### Source data
..............................

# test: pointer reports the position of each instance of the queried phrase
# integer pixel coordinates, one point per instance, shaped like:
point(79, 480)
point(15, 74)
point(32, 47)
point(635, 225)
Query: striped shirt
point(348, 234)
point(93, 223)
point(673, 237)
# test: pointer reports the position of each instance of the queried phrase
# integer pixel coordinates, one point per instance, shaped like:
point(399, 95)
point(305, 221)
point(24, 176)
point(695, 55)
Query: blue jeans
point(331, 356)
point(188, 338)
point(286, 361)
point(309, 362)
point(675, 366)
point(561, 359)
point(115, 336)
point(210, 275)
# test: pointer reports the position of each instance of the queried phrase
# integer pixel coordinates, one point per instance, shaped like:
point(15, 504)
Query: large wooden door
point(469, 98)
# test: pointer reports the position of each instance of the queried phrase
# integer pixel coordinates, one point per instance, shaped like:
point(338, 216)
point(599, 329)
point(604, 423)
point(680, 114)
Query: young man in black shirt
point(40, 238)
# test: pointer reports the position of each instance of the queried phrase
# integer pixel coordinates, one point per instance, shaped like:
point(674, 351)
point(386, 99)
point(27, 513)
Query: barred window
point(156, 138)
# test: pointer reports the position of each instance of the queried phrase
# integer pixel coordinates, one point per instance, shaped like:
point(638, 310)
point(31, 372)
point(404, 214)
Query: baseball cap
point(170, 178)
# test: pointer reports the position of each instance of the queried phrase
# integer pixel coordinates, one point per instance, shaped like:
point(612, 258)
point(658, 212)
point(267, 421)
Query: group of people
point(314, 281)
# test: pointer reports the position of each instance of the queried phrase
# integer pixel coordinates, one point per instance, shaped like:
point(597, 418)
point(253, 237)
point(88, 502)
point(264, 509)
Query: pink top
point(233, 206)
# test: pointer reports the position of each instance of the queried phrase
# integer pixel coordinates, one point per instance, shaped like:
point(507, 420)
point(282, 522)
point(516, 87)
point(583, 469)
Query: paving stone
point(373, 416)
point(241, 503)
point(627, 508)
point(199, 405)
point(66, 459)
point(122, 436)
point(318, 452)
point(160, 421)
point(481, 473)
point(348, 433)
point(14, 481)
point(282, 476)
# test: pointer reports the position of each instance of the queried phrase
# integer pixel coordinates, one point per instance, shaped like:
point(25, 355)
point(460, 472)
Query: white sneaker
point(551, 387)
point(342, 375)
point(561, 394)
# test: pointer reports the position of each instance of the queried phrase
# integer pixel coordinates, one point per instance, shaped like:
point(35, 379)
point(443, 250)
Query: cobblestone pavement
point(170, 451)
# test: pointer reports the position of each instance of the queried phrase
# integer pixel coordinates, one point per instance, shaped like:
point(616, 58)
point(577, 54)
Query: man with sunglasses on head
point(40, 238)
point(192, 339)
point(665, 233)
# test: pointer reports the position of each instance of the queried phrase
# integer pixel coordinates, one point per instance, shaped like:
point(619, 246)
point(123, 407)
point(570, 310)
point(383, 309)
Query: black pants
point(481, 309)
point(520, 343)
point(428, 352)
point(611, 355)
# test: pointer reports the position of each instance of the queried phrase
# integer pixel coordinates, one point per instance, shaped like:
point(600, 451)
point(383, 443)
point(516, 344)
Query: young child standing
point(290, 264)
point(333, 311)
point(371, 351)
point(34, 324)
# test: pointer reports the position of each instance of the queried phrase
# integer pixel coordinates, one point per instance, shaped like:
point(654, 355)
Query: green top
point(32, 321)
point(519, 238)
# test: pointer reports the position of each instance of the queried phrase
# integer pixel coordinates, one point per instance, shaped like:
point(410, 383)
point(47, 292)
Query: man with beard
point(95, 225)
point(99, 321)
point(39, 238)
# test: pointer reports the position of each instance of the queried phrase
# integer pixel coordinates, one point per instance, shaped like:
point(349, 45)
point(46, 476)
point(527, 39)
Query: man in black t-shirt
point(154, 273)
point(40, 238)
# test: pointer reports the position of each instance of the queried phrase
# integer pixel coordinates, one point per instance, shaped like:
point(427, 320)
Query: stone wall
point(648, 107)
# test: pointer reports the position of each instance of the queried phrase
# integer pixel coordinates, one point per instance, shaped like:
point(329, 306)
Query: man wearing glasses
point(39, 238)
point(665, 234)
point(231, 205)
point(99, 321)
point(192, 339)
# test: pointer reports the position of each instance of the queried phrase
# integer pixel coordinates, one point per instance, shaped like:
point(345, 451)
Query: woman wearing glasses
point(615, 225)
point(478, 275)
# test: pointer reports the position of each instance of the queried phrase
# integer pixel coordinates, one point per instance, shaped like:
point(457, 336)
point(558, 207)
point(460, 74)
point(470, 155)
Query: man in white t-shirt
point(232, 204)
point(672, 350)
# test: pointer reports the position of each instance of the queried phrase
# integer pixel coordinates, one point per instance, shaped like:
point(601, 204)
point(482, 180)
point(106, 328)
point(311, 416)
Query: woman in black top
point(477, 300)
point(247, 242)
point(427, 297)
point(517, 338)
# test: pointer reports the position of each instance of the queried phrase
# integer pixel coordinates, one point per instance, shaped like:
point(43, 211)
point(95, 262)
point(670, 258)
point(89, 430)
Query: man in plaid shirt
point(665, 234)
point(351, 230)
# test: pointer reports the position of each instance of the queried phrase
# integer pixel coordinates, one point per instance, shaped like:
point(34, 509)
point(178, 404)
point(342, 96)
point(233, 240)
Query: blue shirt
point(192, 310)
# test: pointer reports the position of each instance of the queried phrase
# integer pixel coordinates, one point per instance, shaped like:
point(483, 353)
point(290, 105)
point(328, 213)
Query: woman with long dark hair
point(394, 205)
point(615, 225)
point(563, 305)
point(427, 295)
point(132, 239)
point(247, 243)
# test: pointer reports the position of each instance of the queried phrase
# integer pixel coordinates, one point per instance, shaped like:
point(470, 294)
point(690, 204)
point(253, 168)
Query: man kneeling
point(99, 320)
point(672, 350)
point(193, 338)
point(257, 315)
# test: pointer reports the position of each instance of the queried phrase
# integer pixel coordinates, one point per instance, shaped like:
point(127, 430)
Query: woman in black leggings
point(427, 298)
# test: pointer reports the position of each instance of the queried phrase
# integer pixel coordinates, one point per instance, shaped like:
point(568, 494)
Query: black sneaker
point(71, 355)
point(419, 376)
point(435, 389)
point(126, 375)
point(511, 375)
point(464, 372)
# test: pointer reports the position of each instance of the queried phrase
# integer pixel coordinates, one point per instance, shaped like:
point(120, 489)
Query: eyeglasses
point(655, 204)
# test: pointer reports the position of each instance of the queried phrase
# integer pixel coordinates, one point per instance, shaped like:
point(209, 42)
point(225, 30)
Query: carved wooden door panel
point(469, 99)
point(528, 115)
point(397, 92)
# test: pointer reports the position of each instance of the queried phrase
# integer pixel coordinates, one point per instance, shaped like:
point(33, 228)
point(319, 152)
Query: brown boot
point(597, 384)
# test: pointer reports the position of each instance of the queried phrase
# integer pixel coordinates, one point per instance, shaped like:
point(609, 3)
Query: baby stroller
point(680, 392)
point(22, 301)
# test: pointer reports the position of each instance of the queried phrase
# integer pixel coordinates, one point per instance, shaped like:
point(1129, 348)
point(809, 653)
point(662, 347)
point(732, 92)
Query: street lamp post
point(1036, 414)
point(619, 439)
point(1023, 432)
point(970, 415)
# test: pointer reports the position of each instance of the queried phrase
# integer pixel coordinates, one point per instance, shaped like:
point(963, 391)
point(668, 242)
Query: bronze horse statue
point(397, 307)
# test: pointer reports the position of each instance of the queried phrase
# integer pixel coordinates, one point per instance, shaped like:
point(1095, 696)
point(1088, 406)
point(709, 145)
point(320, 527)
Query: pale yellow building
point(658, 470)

..............................

### What this task involves
Please write out the records from above, keeping every line exact.

### Reply to the task
# test: pointer reports the position of each instance of the queried phrase
# integer pixel coordinates, one point per instance, shaped like:
point(79, 480)
point(15, 74)
point(32, 47)
point(635, 225)
Query: striped shirt
point(348, 234)
point(93, 223)
point(673, 237)
# test: pointer reports the position of each instance of the queried phrase
# integer pixel coordinates, one point per instance, shaped like:
point(399, 95)
point(305, 221)
point(24, 176)
point(695, 55)
Query: blue jeans
point(331, 356)
point(188, 338)
point(286, 361)
point(309, 362)
point(675, 366)
point(561, 359)
point(115, 336)
point(210, 275)
# test: pointer reports the position of each instance of the queried phrase
# integer pixel coordinates, one point per instance, shaped like:
point(15, 504)
Query: large wooden door
point(469, 98)
# test: pointer reports the position of each instance of the queried phrase
# integer pixel coordinates, one point per instance, shaped like:
point(338, 216)
point(599, 329)
point(604, 423)
point(680, 114)
Query: young man in black shirt
point(40, 238)
# test: pointer reports the position of each instance of the queried phrase
# integer pixel coordinates, one point per instance, shaped like:
point(674, 351)
point(386, 99)
point(27, 513)
Query: barred window
point(156, 138)
# test: pointer reports the position of each instance of the queried phrase
# integer pixel coordinates, one point per instance, shaped like:
point(638, 310)
point(31, 372)
point(404, 214)
Query: baseball cap
point(170, 178)
# test: pointer reports the position of each instance of the queried phrase
# integer pixel coordinates, one point per instance, shaped like:
point(612, 258)
point(658, 212)
point(267, 421)
Query: group of people
point(314, 281)
# test: pointer reports the position of each instance of the queried phrase
# integer pixel coordinates, one point per instance, shaped like:
point(597, 418)
point(253, 237)
point(88, 502)
point(264, 509)
Query: pink top
point(233, 206)
# test: pointer reports the position of each instance of the queried phrase
# integer pixel coordinates, one point per instance, shaped like:
point(507, 420)
point(282, 522)
point(516, 87)
point(583, 469)
Query: paving stone
point(373, 416)
point(241, 503)
point(627, 508)
point(199, 405)
point(66, 459)
point(122, 436)
point(318, 452)
point(160, 421)
point(481, 473)
point(348, 433)
point(14, 481)
point(282, 476)
# test: pointer reports the position of each instance of the queried phrase
# integer pixel coordinates, one point per instance, shaped like:
point(25, 355)
point(460, 472)
Query: white sneaker
point(551, 387)
point(342, 375)
point(561, 394)
# test: pointer reports the position of each instance of the queried phrase
# integer pixel coordinates, one point per instance, shaped like:
point(35, 379)
point(443, 250)
Query: cobblestone pavement
point(170, 451)
# test: pointer reports the position of each instance of the queried phrase
# integer pixel coordinates, one point per instance, shaped like:
point(616, 58)
point(577, 54)
Query: man with sunglasses on head
point(40, 238)
point(192, 339)
point(665, 233)
# test: pointer reports the position of each instance of the queried phrase
# integer pixel coordinates, one point per instance, shaped like:
point(619, 246)
point(123, 407)
point(570, 310)
point(383, 309)
Query: black pants
point(481, 309)
point(520, 343)
point(428, 352)
point(611, 355)
# test: pointer reports the position of each instance of the queried phrase
# integer pixel coordinates, one point per instance, shaped like:
point(600, 451)
point(383, 443)
point(516, 344)
Query: young child standing
point(290, 264)
point(333, 311)
point(371, 351)
point(34, 324)
# test: pointer reports the position of each instance of the queried phrase
# integer pixel coordinates, one point per instance, shaped like:
point(654, 355)
Query: green top
point(32, 321)
point(519, 238)
# test: pointer reports the position of each instance of the queried phrase
# integer pixel coordinates, one point per instance, shaped like:
point(410, 383)
point(47, 292)
Query: man with beard
point(95, 225)
point(99, 321)
point(39, 238)
# test: pointer reports the position of each instance of the queried phrase
# integer pixel coordinates, one point per instance, shaped like:
point(349, 45)
point(46, 476)
point(527, 39)
Query: man in black t-shirt
point(154, 273)
point(40, 238)
# test: pointer reports the position of each instance of the queried phrase
# integer pixel coordinates, one point per instance, shaped like:
point(427, 320)
Query: stone wall
point(648, 107)
# test: pointer reports the position of each instance of the queried phrase
# integer pixel coordinates, one point per instance, shaped like:
point(329, 306)
Query: man wearing glasses
point(39, 238)
point(665, 234)
point(231, 205)
point(99, 321)
point(192, 339)
# test: pointer reports the position of each instance of the queried phrase
# integer pixel coordinates, one point per instance, shaped like:
point(345, 451)
Query: woman wearing glasses
point(615, 225)
point(478, 275)
# test: pointer reports the position of each instance of the queried phrase
# integer pixel coordinates, one point per instance, shaped like:
point(457, 336)
point(558, 207)
point(460, 74)
point(470, 155)
Query: man in white t-shirt
point(232, 204)
point(672, 350)
# test: pointer reports the position of each instance of the queried phrase
# integer pixel coordinates, one point per instance, shaped like:
point(601, 204)
point(482, 180)
point(106, 328)
point(311, 416)
Query: woman in black top
point(477, 300)
point(247, 242)
point(427, 297)
point(517, 338)
# test: pointer reports the position of each instance of the queried phrase
# integer pixel coordinates, one point per instance, shaped like:
point(43, 211)
point(95, 262)
point(670, 258)
point(89, 430)
Query: man in plaid shirt
point(665, 234)
point(351, 230)
# test: pointer reports the position of each instance of the queried phrase
# integer pixel coordinates, one point per instance, shaped like:
point(34, 509)
point(178, 404)
point(342, 96)
point(233, 240)
Query: blue shirt
point(192, 310)
# test: pointer reports the position of each instance of the queried phrase
# integer pixel coordinates, one point per instance, shaped like:
point(483, 353)
point(290, 105)
point(328, 213)
Query: woman with long dark hair
point(394, 205)
point(615, 225)
point(563, 305)
point(427, 295)
point(132, 239)
point(247, 243)
# test: pointer reports the position of each instance of the queried phrase
# integer pixel coordinates, one point per instance, shaped like:
point(470, 294)
point(690, 204)
point(253, 168)
Query: man kneeling
point(99, 320)
point(672, 350)
point(193, 338)
point(257, 315)
# test: pointer reports the position of each instance of the queried phrase
# integer pixel coordinates, one point per instance, shaped like:
point(127, 430)
Query: woman in black leggings
point(427, 298)
# test: pointer reports the position of each instance of the queried phrase
# integer pixel coordinates, one point per instance, shaped like:
point(568, 494)
Query: black sneaker
point(71, 355)
point(419, 376)
point(435, 389)
point(126, 375)
point(511, 375)
point(464, 372)
# test: pointer reports the position of each instance of the queried phrase
# integer pixel coordinates, one point per instance, shaped like:
point(120, 489)
Query: eyeglasses
point(655, 204)
# test: pointer reports the position of each instance of the queried phrase
# integer pixel coordinates, one point per instance, shaped like:
point(209, 42)
point(225, 30)
Query: carved wooden door panel
point(469, 99)
point(528, 115)
point(397, 92)
# test: pointer reports the position of each instance of the queried phrase
# integer pixel coordinates, one point per instance, shaped like:
point(33, 228)
point(319, 152)
Query: brown boot
point(597, 384)
# test: pointer reports the position of each instance of the queried phrase
# integer pixel coordinates, one point per instance, shaped like:
point(609, 3)
Query: baby stroller
point(680, 392)
point(22, 301)
# test: pointer reports the position of each instance of the queried phrase
# integer pixel coordinates, one point per instance, shaped like:
point(1129, 348)
point(809, 653)
point(662, 347)
point(732, 92)
Query: street lamp post
point(1036, 414)
point(619, 439)
point(1023, 432)
point(970, 415)
# test: pointer reports the position of each instance of the queried phrase
# integer pixel coordinates, one point per instance, shaped like:
point(963, 391)
point(668, 242)
Query: bronze horse statue
point(397, 307)
# test: pointer reports the position of each instance of the queried phrase
# integer pixel coordinates, one point per instance, shaped like:
point(1095, 696)
point(1088, 406)
point(709, 145)
point(320, 527)
Query: pale yellow building
point(658, 470)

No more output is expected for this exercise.